__GIVEN PROBLEM__: In the records below, put everything from the line containing "Please pick out the forehead" down through the end of the records into a numbered list, leaving out blank lines and including nothing else.

__RAW RECORDS__:
____

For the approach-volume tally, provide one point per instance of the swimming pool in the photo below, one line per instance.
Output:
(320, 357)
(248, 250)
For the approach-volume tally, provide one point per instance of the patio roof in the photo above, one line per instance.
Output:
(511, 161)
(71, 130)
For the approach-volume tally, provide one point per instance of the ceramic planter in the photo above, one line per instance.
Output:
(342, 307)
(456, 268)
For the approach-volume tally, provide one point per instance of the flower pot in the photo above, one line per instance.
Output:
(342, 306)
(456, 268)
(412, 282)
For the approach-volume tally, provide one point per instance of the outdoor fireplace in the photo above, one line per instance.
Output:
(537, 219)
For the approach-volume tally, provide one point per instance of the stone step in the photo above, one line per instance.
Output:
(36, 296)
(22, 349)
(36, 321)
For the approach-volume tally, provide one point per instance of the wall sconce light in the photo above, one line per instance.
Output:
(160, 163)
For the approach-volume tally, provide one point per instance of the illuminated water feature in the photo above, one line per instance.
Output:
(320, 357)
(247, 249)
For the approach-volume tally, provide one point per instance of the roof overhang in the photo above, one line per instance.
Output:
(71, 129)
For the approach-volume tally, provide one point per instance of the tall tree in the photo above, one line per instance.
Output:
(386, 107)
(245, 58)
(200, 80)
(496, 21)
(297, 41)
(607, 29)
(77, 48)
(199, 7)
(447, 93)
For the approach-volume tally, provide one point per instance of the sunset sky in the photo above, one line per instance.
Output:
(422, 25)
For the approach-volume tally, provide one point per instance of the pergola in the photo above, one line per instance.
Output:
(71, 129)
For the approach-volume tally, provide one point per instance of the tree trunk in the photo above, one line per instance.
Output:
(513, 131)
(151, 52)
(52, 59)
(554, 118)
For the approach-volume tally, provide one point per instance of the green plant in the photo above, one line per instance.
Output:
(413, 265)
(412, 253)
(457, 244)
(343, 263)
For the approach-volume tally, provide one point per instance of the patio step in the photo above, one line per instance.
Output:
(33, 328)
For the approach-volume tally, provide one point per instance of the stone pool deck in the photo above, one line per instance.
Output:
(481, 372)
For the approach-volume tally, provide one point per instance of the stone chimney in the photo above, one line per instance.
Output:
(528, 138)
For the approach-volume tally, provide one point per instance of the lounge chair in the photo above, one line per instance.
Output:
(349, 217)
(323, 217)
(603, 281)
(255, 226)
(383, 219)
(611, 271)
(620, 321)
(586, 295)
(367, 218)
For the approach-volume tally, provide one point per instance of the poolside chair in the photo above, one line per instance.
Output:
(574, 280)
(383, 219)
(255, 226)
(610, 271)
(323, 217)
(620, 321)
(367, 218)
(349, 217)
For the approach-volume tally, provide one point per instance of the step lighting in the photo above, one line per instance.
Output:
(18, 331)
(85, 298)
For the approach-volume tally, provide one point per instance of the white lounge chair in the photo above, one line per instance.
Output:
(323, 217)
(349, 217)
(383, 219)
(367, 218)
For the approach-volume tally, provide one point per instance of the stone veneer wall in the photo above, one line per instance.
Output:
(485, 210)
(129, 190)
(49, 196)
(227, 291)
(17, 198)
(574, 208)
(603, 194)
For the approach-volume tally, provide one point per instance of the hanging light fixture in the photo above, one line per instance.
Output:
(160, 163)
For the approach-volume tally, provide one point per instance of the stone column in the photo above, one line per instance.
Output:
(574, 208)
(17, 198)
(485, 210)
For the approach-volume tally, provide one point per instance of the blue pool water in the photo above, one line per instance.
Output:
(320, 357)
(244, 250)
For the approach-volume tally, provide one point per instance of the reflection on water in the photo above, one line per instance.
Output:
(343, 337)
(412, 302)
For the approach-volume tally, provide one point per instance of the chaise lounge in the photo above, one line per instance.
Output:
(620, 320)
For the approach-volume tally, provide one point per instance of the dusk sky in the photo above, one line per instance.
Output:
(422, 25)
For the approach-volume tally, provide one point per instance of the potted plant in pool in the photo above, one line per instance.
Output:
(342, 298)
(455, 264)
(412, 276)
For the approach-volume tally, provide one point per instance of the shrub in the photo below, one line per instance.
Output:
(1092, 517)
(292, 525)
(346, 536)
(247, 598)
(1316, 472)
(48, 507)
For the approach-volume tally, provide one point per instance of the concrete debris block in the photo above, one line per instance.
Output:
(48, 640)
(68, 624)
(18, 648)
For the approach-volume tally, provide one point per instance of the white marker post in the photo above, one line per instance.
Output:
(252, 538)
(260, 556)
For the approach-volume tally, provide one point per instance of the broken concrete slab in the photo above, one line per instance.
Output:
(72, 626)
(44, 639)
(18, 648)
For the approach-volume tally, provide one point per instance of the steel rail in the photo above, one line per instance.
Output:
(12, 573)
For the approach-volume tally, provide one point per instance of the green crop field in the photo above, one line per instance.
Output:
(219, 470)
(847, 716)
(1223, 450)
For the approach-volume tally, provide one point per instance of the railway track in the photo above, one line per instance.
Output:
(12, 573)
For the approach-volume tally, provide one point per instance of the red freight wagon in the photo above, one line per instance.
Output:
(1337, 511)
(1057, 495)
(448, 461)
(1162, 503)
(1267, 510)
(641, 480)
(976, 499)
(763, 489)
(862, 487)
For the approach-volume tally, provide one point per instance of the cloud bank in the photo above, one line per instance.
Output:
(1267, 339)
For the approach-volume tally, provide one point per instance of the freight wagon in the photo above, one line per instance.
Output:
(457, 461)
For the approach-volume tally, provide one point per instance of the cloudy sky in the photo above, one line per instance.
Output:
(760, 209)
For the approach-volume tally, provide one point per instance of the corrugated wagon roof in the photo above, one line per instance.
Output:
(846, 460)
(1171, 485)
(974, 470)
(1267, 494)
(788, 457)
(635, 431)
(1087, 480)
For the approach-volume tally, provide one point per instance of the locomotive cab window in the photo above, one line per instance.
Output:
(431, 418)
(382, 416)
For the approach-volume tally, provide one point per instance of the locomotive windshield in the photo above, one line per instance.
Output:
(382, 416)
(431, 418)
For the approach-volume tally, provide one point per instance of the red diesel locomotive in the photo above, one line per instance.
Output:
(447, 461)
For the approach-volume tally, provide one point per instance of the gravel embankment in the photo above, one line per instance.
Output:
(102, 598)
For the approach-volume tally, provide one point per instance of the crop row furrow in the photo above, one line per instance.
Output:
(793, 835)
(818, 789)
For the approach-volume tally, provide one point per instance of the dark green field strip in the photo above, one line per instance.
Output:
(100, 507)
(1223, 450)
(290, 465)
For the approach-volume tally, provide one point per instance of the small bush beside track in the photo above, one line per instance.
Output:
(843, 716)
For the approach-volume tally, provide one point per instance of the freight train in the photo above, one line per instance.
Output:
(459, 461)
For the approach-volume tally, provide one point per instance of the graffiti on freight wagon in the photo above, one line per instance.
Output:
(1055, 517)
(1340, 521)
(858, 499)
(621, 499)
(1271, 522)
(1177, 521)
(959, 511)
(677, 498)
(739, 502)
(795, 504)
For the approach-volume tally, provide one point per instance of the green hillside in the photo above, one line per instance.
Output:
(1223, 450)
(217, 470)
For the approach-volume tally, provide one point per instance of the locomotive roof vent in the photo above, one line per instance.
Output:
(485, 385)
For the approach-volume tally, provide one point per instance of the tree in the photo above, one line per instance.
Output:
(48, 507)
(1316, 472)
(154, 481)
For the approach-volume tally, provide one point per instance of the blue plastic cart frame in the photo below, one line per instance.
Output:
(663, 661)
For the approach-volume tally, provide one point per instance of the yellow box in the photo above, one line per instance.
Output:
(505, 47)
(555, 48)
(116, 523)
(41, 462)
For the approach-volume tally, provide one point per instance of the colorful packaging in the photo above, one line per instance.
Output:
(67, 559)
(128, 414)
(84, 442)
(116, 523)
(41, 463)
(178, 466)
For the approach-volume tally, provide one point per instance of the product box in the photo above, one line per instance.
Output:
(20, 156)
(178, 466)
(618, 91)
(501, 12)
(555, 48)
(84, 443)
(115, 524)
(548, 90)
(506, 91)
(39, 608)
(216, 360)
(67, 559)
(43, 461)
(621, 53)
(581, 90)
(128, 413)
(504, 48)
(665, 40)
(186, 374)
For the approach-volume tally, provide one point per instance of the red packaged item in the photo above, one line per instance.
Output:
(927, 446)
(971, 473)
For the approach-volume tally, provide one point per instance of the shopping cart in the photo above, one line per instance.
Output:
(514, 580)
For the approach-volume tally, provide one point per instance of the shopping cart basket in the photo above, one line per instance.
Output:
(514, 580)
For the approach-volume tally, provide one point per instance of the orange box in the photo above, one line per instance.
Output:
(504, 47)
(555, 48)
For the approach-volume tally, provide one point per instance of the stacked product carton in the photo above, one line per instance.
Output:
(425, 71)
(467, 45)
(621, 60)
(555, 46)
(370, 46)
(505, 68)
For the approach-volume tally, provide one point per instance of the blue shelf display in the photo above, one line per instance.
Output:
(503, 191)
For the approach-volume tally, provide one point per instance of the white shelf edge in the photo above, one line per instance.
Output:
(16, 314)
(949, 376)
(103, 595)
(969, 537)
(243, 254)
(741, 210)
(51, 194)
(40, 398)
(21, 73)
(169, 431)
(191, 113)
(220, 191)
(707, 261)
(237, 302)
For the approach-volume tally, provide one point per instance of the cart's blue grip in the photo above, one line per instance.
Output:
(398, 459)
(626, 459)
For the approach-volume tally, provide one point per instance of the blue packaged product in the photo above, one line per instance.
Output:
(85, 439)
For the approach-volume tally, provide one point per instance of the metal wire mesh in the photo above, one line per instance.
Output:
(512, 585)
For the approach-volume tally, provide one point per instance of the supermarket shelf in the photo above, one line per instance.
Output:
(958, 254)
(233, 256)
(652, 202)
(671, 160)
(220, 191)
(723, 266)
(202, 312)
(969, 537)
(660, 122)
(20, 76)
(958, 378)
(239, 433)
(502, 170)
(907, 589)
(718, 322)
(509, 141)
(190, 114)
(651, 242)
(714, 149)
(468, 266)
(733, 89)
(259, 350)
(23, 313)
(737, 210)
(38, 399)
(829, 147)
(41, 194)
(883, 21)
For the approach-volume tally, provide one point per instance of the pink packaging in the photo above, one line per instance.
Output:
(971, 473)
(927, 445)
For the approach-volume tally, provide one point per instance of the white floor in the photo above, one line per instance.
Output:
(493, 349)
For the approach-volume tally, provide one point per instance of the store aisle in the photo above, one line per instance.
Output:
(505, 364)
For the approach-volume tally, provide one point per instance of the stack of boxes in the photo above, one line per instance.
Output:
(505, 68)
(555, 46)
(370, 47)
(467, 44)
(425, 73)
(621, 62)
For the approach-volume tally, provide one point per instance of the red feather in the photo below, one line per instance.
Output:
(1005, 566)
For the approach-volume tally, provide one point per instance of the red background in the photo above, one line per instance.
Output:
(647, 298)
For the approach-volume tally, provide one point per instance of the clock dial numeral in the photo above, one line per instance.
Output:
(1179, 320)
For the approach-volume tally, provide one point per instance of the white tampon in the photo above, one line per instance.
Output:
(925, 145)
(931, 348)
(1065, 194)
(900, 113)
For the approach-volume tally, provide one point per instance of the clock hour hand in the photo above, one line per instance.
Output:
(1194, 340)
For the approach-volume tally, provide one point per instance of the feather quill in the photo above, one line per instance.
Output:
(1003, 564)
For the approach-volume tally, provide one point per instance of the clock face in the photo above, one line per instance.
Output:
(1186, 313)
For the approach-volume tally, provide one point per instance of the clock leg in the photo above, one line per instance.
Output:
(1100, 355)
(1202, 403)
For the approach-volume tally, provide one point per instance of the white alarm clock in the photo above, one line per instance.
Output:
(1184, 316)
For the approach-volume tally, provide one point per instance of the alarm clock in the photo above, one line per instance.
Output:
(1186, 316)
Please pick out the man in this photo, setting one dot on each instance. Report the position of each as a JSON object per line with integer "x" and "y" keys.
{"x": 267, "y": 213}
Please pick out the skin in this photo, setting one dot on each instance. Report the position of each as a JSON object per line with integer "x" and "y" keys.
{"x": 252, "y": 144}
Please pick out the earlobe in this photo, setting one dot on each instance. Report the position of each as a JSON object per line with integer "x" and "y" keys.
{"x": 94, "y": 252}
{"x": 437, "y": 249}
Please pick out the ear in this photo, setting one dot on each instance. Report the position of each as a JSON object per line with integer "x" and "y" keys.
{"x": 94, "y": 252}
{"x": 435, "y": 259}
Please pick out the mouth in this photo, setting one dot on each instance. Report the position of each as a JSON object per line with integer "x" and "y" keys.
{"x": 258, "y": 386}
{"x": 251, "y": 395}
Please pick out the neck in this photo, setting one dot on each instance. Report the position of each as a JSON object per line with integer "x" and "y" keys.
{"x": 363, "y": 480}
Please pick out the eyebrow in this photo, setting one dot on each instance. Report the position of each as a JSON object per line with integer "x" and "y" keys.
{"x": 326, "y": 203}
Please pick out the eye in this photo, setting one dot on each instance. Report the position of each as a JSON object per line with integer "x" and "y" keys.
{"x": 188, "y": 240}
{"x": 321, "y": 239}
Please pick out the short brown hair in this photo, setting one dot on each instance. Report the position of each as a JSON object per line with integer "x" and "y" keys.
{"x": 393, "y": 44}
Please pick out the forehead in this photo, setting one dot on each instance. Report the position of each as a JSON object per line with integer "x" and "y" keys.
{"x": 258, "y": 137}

____

__EXERCISE RESPONSE__:
1. Please pick out the forehead in this photo, setting one dot on each instance. Report the position of each as a JSON object per line with integer "x" and "y" keys.
2. {"x": 258, "y": 137}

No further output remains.